● **Written task 1**:
Answer these from the text on the EU directive:
(a) What must all agreements between Israel and the EU indicate, according to the directive?
(b) What goal did the EU give for the directive?
(c) According to officials in Jerusalem, what does the directive essentially determine?
● **Written task 2**:
Extend the text on the EU directive, picking up after its last sentence.

EU trying to sabotage peace negotiations

While U.S. has implemented their active shuttle diplomacy in the front line the EU’s rearguard are trying to put obstacles for peace process. Just when peace diplomacy on the ground was at crucial point the EU published its directive which mandates that “all agreements between the State of Israel and the EU must unequivocally and explicitly indicate their inapplicability to the territories occupied by Israel in 1967.” The EU explained that the goal of the directive was to draw a solid line between the state of Israel and the “occupied territories,” especially over issues that concern EU cooperation.

In Jerusalem, officials said that the EU directive essentially determines that – given the absence of an agreement signed between Israel and the Palestinians – 100 percent of the territory in Judea and Samaria belong de facto to the Palestinians.

● **Given data**:
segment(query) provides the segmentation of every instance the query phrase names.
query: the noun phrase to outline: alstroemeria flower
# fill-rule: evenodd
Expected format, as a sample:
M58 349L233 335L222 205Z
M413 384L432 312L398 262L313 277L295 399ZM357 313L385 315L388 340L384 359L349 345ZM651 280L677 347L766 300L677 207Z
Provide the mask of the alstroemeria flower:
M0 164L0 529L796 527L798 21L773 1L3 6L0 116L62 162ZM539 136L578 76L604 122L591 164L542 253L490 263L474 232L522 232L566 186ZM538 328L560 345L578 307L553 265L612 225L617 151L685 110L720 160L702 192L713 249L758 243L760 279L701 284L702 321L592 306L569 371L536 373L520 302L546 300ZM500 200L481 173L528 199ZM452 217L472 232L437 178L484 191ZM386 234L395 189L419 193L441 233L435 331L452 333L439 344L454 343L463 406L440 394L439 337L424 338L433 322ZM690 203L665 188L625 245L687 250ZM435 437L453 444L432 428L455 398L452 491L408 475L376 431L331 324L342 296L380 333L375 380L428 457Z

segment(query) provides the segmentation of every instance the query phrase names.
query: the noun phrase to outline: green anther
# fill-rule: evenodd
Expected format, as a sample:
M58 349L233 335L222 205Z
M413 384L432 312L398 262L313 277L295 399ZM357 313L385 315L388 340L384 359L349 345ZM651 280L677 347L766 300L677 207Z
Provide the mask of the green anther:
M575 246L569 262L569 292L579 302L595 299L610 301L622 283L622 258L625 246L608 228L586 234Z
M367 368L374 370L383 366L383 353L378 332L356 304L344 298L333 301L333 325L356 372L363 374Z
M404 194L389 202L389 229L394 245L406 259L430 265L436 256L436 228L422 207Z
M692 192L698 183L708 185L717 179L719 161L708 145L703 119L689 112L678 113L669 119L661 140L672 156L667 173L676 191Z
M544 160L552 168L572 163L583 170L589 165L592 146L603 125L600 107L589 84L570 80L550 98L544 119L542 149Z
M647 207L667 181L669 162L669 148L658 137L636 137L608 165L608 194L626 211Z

● **Task answer 1**:
(a) They must unequivocally and explicitly indicate their inapplicability to the territories occupied by Israel in 1967.
(b) To draw a solid line between the state of Israel and the "occupied territories," especially over issues that concern EU cooperation.
(c) That, given the absence of a signed agreement between Israel and the Palestinians, 100 percent of the territory in Judea and Samaria belongs de facto to the Palestinians.

● **Task answer 2**:
Trade with the EU in 2012 amounted to $36.6 billion. Israel imported $22.4 billion worth of goods from the EU that same year. Also the Palestinians were not so pleased as the Arab side is also going to be harmed by this EU directive; Palestinian laborers are going to lose their livelihoods as a result of the decision to exclude settlement enterprises from future cooperative agreements. A generous portion of the labor in Judea and Samaria is Palestinian and for example many joint Israeli-Palestinian agricultural projects situated in West Bank are funded by members of the EU and now in danger.

According to a report in Ma’ariv, Israel has threatened to pull out of the EU’s massive science and technology project, “Horizon 2020″. Israel is the only non-European full partner in the project, and is supposed to invest 600 million Euro (785 million US dollars) in the project over 7 years. Besides the financial hit the EU project would take as a result, the move would be a serious blow to the project’s prestige and success. Israel is a central partner in the projects that Horizon 2020 undertakes, and part of these project’s successes are dependent on Israeli human resources and research.

EU wishing to be included in the peace process should change their directive for example expressing that the territories of east Jerusalem, Judea and Samaria and the Golan Heights are in dispute and their fate will be determined through direct negotiations.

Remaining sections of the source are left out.